> Your instructions
Reproduce every line of the listing below without changing a word.

> Records supplied
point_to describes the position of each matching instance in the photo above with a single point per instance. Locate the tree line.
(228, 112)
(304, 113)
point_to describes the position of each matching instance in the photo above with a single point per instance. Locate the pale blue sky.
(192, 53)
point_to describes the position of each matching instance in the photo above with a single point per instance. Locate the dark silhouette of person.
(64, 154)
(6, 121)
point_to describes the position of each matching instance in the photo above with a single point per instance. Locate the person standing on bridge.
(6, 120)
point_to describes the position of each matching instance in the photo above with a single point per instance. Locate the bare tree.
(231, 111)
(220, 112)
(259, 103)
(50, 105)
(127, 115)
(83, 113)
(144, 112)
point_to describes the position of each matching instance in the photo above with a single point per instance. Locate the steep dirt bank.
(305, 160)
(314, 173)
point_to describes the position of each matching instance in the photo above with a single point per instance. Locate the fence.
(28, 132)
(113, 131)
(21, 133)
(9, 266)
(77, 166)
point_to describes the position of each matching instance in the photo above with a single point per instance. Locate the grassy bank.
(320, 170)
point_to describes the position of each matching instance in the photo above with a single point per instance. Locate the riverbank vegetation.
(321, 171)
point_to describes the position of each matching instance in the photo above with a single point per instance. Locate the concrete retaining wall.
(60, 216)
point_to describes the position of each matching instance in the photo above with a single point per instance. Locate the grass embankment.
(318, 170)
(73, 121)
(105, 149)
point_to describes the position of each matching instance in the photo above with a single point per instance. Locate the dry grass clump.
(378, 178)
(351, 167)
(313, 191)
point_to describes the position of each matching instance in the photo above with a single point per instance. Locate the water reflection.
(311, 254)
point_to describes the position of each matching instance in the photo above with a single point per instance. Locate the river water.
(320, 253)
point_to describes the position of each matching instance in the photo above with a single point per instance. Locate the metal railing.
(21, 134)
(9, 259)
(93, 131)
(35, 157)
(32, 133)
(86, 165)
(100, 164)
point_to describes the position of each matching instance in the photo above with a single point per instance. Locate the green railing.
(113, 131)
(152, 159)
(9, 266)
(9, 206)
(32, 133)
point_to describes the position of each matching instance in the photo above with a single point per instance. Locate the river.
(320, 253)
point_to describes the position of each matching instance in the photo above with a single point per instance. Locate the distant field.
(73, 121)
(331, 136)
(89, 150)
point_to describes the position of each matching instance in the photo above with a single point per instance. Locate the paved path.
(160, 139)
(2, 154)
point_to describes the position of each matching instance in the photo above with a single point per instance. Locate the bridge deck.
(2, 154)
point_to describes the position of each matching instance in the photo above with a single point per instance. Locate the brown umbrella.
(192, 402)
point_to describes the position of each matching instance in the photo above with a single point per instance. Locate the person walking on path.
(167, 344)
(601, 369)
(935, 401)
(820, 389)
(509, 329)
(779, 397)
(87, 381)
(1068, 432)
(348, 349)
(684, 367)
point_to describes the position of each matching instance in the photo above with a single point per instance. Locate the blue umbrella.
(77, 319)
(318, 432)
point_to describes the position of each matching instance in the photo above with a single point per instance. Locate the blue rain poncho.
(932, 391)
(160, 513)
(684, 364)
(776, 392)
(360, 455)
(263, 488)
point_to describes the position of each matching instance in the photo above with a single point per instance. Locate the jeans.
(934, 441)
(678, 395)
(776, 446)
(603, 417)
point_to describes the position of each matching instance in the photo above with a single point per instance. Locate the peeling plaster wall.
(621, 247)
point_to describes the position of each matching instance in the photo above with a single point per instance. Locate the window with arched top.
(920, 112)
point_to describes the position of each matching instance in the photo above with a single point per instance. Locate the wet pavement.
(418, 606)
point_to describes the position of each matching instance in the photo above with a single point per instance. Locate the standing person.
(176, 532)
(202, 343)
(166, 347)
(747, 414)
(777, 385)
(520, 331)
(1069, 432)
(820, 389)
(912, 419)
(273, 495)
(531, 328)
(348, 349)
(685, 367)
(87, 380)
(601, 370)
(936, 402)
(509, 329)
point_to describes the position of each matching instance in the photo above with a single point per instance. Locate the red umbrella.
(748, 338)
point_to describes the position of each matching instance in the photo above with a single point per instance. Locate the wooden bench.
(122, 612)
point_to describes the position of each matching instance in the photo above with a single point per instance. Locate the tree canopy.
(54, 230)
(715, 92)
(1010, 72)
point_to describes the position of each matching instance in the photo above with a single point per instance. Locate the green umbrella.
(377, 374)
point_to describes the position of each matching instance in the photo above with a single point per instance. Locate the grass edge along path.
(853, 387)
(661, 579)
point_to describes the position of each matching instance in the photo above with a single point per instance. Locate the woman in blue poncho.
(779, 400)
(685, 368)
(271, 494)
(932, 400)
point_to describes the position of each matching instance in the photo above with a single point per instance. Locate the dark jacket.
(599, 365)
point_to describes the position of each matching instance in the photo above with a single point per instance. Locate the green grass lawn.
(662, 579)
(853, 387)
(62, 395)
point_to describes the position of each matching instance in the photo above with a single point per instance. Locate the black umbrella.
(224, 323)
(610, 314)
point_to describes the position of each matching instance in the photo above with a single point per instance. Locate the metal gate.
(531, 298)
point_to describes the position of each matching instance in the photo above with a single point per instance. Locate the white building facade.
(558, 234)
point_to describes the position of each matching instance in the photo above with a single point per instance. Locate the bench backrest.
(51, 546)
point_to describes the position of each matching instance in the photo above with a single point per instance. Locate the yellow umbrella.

> Correct result
point_to describes the position of each matching instance in the photo above with a single point per instance. Locate the tree line.
(228, 112)
(304, 113)
point_to describes the position of each matching instance in the photo above with a single point per instance. Locate the pale blue sky.
(192, 53)
point_to describes the position of each matching instance in the photo above with a single point per instance. Locate the dark silhouette of person.
(64, 154)
(6, 121)
point_to describes the position of each matching instance in the photo above with a single point per instance. Locate the person standing on bridge.
(6, 120)
point_to describes the position of each matching instance in the photo above with a single point per instance. Locate the bare tree.
(231, 111)
(220, 112)
(259, 103)
(50, 105)
(127, 115)
(83, 113)
(144, 112)
point_to describes the position of each matching instance in the photo above with a single point per instance. Locate the steep dirt bank.
(305, 160)
(314, 173)
point_to describes the position of each matching instance in the photo above with a single point per instance. Locate the fence.
(28, 132)
(113, 131)
(21, 133)
(9, 266)
(77, 166)
point_to describes the position of each matching instance in the photo above with a single point per instance. Locate the grassy bank.
(320, 170)
point_to describes the position of each matching instance in the photo above with a single point per instance. Locate the riverbank vegetation.
(321, 171)
point_to describes the position of each matching instance in the photo above with a single point per instance. Locate the concrete retaining wall.
(60, 216)
point_to describes the position of each matching instance in the photo above with a single point per instance. Locate the grass embankment.
(318, 170)
(73, 121)
(105, 149)
point_to describes the position of each matching instance in the photo above with a single point per instance. Locate the dry grass clump.
(378, 178)
(351, 167)
(313, 191)
point_to describes the position of each matching instance in the photo above with a single point per instance. Locate the water reflection.
(311, 254)
point_to describes the position of each matching instance in the photo above with a single point per instance. Locate the river water.
(320, 253)
point_to describes the position of each matching instance in the photo above with a single point per instance. Locate the metal railing.
(21, 134)
(9, 259)
(93, 131)
(35, 157)
(32, 133)
(86, 165)
(100, 164)
point_to describes the position of each matching instance in the photo above with a single point per instance. Locate the green railing.
(113, 131)
(152, 159)
(9, 266)
(9, 206)
(32, 133)
point_to describes the position of each matching instance in the photo above with a single point per instance. Locate the river.
(320, 253)
point_to describes the position of each matching instance in the photo above with a single point per instance. Locate the distant field.
(73, 121)
(331, 136)
(89, 150)
point_to describes the position of each matching instance in the photo above with a single point per instance. Locate the paved path.
(160, 139)
(2, 154)
point_to describes the position of each matching instance in the photo above with a single point per instance. Locate the bridge deck.
(2, 154)
point_to describes the position of each matching instance in the photo above with a single point per instance. Locate the brown umbrella.
(192, 402)
point_to describes the position of each matching instance in the photo above with a single point per instance. Locate the person walking on path.
(167, 344)
(601, 369)
(935, 401)
(820, 389)
(509, 329)
(779, 397)
(87, 381)
(1068, 432)
(348, 349)
(684, 367)
point_to describes the position of each matching instance in the photo above with a single point per instance. Locate the blue umbrella.
(77, 319)
(318, 432)
point_to describes the position of each matching instance in the photo above with a single point per instance. Locate the blue rain poncho.
(932, 391)
(160, 513)
(684, 364)
(776, 392)
(360, 455)
(263, 488)
point_to describes the position of each matching instance in the photo above with a single point per instance. Locate the jeans.
(934, 441)
(678, 395)
(776, 446)
(603, 417)
point_to describes the position of each matching instance in the photo above with a single point per instance. Locate the peeling plaster wall.
(621, 247)
point_to describes the position of each matching instance in the photo above with a single point per instance. Locate the window with arched top.
(920, 112)
point_to describes the position of each matching instance in the photo above with a single point per instance. Locate the wet pavement.
(418, 606)
point_to describes the position of each matching instance in the photo above with a single point per instance. Locate the standing person.
(176, 532)
(202, 343)
(166, 347)
(747, 414)
(777, 385)
(520, 331)
(1069, 432)
(820, 389)
(912, 419)
(273, 495)
(531, 328)
(348, 349)
(685, 367)
(87, 380)
(601, 370)
(936, 402)
(509, 329)
point_to describes the position of each matching instance in the photo above with a single point per instance. Locate the red umbrella.
(748, 338)
point_to describes the position of each matching instance in the photo above with a single point per instance. Locate the wooden bench.
(122, 612)
point_to describes the position of each matching instance in the photo above with a single point per instance. Locate the tree canopy.
(54, 230)
(715, 92)
(1010, 72)
point_to describes the position of each matching instance in the photo above with a single point per instance. Locate the green umbrella.
(377, 374)
point_to describes the position of each matching instance in the photo above with a single point per instance. Locate the grass edge along path.
(853, 387)
(661, 579)
point_to describes the position of each matching instance in the photo above with a single point per instance. Locate the woman in blue poncho.
(779, 400)
(685, 368)
(271, 494)
(932, 400)
point_to describes the position of each matching instance in the photo above with a single point per instance. Locate the dark jacket.
(599, 365)
point_to describes the position of each matching instance in the photo above with a single point per instance. Locate the green grass lawn.
(662, 579)
(853, 387)
(62, 395)
point_to describes the position of each matching instance in the photo above with a single point per instance. Locate the black umbrella.
(224, 323)
(610, 314)
point_to describes the position of each matching instance in the photo above with a single point per instance. Locate the metal gate.
(531, 298)
point_to describes the position of each matching instance in the photo above with a single point per instance. Locate the white building facade.
(558, 234)
point_to describes the position of each matching instance in the photo above with a single point per instance. Locate the bench backrest.
(51, 546)
point_to describes the position of each matching instance in the photo above with a single point per instance. Locate the yellow umbrella.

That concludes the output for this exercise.